▶ [TASK DESCRIPTION]: Please copy the global warming article word for word, from "Politicians still advocate" to "are plainly numbered.".

Unwinding the great global Warming Delusion

By Joseph Bast

The Great Global Warming Delusion began to unwind in 2009.

Politicians still advocate legislation to reduce greenhouse gas emissions, newspaper headlines still report prophecies of ecological disasters and academic scientists will finish their careers without ever admitting they were wrong. But the wind is out of the sails of this panic, and its days are plainly numbered.

For those of us who have been “skeptics” of man-made global warming for many years, it was a year of vindication and relief.

The great Unwinding

Earlier this year, the onset of global cooling in 2000 was recognized by all leading scientists and could no longer be kept hidden by the mainstream media. Some scientists forecast two more decades of cooling before any warming returns.

In June, The Heartland Institute published Climate Change Reconsidered, the first comprehensive rebuttal of the claims made in the latest report of the Intergovernmental Panel on Climate Change (IPCC). The massive 800-page report, with contributions by 40 scientists, was released at the Third International Conference on Climate Change. The skeptics finally found their mojo.

In November, e-mails and other documents were leaked by a hacker or whistleblower at the Climatic Research Unit at the University of East Anglia, England. The e-mails, written by Phil Jones, Michael Mann, and other leading scientists who edit and control the content of the reports of the IPCC, appear to show a deliberate effort to falsify data and suppress academic debate in order to exaggerate the possible threat of manmade global warming.

On December 20, negotiations collapsed in Copenhagen without agreement on a treaty to replace the Kyoto agreement, which expires in 2012. A “tentative accord” between the U.S. and China with no binding targets or time-tables was announced. China and India continue to refuse to control their own emissions, making it pointless for developed countries to reduce theirs. Copenhagen made it clear that there isn’t enough money in the world to pay what socialists and Third World dictators call “climate reparations.”

The Wall Street Journal, in a December Page 1 story titled “Climate Pact Falls Short,” ended with this news: “White House officials ... agree [with Sen. James Inhofe that] a cap and trade bill will not pass the Senate next year.”

▶ [MATERIAL SHOWN]:

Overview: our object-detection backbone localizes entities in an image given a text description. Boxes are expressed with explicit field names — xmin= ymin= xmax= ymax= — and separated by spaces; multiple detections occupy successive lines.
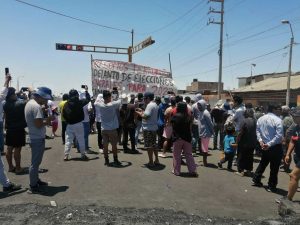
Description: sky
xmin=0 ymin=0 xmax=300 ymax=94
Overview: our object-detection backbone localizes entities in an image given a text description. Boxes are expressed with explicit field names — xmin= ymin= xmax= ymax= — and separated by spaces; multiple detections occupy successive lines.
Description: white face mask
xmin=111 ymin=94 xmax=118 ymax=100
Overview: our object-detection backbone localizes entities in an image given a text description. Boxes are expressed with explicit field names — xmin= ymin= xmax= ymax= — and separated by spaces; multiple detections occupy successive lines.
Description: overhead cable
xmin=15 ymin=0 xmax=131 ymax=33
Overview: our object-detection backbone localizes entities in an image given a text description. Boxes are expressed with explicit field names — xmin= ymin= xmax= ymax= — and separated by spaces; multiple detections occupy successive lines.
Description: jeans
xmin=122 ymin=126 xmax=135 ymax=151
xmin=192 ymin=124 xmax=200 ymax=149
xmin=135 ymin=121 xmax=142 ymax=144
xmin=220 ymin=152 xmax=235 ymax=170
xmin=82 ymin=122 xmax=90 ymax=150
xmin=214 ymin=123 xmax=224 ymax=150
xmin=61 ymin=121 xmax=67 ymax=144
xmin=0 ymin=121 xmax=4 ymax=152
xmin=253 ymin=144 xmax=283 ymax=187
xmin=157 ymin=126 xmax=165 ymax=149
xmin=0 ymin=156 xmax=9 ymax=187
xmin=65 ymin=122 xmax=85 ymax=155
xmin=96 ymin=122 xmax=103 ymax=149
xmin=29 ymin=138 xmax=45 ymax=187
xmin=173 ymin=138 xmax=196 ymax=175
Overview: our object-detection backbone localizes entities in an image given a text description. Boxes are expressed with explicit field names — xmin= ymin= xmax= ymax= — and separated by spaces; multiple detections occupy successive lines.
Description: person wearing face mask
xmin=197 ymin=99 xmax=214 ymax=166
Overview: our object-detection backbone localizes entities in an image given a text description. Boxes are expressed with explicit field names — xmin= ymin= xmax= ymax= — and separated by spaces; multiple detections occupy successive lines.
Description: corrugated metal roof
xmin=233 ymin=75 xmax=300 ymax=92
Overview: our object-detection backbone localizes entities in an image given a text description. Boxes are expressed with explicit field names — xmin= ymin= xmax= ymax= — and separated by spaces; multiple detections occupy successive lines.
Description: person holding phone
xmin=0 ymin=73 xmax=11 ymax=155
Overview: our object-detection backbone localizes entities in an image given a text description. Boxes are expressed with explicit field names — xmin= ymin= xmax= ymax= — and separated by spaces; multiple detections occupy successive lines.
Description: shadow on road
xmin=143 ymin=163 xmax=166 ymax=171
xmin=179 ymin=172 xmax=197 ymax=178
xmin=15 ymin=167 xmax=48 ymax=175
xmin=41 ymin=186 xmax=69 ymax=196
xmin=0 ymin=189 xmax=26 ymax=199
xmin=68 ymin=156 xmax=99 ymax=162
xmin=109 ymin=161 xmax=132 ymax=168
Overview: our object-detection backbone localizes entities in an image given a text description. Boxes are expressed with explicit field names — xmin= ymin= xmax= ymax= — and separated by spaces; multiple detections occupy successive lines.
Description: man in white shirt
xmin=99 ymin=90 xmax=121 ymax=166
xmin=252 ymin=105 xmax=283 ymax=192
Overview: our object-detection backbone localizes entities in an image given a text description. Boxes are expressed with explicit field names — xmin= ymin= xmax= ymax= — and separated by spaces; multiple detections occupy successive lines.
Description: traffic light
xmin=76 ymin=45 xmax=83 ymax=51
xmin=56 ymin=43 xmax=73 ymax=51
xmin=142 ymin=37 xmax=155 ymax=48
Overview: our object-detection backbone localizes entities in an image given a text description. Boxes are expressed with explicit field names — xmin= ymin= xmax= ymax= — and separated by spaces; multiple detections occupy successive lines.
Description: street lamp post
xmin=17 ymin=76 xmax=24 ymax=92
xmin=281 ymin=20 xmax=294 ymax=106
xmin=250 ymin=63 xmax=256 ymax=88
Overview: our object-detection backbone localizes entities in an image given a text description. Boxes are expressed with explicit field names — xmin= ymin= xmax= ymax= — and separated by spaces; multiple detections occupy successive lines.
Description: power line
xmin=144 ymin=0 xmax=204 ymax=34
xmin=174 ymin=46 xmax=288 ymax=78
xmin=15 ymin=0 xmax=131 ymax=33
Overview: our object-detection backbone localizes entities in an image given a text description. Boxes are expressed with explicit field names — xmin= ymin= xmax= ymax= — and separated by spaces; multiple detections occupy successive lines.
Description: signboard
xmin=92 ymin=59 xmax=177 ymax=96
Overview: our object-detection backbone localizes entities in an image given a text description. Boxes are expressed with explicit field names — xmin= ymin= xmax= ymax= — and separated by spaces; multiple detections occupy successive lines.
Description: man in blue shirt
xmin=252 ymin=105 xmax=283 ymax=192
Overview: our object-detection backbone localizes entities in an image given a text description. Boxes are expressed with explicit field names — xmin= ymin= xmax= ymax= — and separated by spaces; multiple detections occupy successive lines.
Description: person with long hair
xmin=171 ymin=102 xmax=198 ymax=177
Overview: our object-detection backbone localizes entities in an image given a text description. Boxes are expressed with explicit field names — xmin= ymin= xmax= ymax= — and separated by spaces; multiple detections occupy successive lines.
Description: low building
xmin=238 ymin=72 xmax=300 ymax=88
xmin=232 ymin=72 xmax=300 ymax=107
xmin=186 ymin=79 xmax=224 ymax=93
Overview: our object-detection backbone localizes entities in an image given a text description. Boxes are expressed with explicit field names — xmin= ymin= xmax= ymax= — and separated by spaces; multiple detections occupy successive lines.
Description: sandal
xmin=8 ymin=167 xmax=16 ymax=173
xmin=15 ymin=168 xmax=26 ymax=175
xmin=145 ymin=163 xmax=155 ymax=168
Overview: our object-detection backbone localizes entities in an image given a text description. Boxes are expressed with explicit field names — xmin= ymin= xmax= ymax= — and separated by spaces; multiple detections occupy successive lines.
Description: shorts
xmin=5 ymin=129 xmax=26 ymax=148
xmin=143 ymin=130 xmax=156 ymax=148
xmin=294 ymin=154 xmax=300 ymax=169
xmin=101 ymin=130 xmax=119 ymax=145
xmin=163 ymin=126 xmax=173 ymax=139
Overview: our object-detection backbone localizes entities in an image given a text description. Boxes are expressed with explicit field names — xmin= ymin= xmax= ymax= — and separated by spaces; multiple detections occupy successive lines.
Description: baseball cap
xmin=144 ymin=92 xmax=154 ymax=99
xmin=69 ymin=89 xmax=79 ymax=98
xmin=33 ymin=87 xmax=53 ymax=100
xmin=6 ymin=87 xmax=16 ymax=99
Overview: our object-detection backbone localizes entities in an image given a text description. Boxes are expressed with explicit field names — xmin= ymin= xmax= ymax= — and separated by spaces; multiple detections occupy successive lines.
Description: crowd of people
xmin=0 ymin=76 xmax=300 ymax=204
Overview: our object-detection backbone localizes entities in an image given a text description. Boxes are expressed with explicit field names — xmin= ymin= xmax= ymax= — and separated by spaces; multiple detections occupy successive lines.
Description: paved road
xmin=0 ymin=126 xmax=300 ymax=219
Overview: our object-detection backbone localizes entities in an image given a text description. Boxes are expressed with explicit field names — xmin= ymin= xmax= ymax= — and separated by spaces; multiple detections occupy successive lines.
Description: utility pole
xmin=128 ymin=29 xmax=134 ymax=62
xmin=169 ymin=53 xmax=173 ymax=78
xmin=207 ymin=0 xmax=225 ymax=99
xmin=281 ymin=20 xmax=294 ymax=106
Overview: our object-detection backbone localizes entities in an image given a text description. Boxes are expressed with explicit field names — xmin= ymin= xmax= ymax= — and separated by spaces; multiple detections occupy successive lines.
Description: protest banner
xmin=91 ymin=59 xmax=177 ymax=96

▶ [COMPLETE ANSWER]:
Politicians still advocate legislation to reduce greenhouse gas emissions, newspaper headlines still report prophecies of ecological disasters and academic scientists will finish their careers without ever admitting they were wrong. But the wind is out of the sails of this panic, and its days are plainly numbered.